[[ Source document, beginning ]]
Leases is one of the important accounting standard on which detailed improvements /modifications has been made in recent times. Therefore, this article is an attempt to demystify the relevant accounting standard on Leases. My attempt is to present the relevant standards in simple language.

Following are the relevant standards relating with Accounting for leases

1. IND AS 17- Old standard

2. IAS 17-Old standard.

3. INDAS 116-Leases-Inserted by the Companies (Accounting Standards) Amendment Rules 2019 w.e.f 1/4/2019

4. IFRS 16, Leases-Corresponding International Financial Reporting Standard issued by IASB

5. IFRS 16 replaces IAS 17 effective 1 January 2019, with earlier application permitted.

6. AS 19 Leases.

Lease word cloud

PART I. Old Standards

There isno major differences between INDAS -17 and IAS 17.

Therefore, the following explanations are related with both INDAS 17 and IAS 17.
[[ Source document, end ]]
* Task item *
Answer these questions using the article on lease accounting standards:
1. Which rules inserted IND AS 116?
2. Which standard does IFRS 16 replace, and from what date?
3. What does the article say about the differences between IND AS 17 and IAS 17?
[[ Data to examine, beginning ]]
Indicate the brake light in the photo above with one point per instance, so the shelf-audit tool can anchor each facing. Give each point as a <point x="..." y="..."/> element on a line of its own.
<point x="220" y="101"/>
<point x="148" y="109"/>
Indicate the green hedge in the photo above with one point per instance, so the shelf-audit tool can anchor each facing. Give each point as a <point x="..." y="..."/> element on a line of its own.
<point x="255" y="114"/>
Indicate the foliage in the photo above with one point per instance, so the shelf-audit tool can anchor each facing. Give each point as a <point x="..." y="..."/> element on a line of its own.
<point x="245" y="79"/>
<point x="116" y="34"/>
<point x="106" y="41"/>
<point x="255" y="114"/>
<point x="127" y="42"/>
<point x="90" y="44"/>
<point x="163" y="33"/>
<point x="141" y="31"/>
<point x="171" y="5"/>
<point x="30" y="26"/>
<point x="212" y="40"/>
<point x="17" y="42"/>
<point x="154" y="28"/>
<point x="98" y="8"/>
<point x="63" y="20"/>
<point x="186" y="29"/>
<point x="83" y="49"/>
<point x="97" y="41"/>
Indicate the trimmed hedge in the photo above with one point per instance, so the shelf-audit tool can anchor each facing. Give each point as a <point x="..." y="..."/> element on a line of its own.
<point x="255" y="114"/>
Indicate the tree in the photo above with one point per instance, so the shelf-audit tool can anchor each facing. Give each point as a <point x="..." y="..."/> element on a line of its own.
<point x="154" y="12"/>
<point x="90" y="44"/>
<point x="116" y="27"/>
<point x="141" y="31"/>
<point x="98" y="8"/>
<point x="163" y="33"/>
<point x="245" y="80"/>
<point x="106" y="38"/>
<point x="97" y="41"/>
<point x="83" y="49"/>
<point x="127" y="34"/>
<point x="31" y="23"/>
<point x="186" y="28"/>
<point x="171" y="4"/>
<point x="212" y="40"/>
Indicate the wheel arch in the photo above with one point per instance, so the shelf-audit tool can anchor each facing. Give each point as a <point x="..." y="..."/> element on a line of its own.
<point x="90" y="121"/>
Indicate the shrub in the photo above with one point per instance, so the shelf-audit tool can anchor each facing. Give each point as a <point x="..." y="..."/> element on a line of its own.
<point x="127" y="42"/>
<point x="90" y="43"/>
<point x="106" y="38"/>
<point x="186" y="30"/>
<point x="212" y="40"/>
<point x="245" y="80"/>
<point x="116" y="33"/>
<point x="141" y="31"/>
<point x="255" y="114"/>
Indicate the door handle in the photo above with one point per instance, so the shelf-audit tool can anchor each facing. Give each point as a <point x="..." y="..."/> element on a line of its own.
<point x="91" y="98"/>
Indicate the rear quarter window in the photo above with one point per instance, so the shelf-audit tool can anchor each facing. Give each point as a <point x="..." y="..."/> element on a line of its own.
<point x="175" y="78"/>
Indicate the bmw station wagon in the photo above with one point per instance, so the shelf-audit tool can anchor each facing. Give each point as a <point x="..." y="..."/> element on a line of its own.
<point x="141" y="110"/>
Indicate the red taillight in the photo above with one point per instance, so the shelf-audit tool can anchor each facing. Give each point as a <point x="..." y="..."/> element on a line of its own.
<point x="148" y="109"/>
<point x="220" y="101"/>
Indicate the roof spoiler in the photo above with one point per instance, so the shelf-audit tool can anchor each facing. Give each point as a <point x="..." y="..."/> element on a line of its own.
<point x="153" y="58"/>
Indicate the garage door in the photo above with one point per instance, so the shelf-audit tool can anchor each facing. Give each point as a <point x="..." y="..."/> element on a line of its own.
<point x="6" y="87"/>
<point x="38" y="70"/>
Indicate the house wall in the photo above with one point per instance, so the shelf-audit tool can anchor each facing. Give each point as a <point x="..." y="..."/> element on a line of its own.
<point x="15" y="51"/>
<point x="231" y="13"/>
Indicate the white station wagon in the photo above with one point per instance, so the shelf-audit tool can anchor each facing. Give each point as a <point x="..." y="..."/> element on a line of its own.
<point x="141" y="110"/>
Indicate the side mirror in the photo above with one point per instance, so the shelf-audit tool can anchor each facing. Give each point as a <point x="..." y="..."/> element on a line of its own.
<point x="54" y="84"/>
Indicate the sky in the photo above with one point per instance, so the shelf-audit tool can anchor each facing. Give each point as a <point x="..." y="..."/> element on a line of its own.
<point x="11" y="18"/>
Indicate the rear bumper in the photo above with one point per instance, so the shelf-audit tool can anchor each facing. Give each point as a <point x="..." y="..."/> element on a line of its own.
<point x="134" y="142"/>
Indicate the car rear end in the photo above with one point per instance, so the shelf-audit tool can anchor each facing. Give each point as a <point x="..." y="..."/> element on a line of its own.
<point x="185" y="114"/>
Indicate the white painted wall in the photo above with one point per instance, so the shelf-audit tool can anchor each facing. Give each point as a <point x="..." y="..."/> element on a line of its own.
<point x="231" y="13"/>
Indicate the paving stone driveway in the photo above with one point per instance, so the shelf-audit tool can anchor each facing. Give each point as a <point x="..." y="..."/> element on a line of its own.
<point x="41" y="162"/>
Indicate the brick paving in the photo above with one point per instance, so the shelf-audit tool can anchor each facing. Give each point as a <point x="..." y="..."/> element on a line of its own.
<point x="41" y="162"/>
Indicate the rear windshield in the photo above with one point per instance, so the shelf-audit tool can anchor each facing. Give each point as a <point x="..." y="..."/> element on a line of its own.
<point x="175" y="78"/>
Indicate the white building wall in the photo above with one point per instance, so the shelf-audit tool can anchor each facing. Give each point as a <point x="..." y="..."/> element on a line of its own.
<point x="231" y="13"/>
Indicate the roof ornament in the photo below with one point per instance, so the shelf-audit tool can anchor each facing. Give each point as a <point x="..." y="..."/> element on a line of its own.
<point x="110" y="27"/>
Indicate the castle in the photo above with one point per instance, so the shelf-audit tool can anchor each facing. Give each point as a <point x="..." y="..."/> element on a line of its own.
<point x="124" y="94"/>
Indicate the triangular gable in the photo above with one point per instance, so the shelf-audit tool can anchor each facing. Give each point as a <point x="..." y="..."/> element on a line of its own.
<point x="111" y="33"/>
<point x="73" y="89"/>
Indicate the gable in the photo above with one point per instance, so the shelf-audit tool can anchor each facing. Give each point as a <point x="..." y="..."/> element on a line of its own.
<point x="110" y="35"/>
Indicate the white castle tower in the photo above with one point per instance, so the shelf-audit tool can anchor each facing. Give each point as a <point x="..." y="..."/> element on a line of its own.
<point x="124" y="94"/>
[[ Data to examine, end ]]
* Written solution *
1. The Companies (Accounting Standards) Amendment Rules 2019.
2. IAS 17, effective 1 January 2019.
3. There are no major differences between them.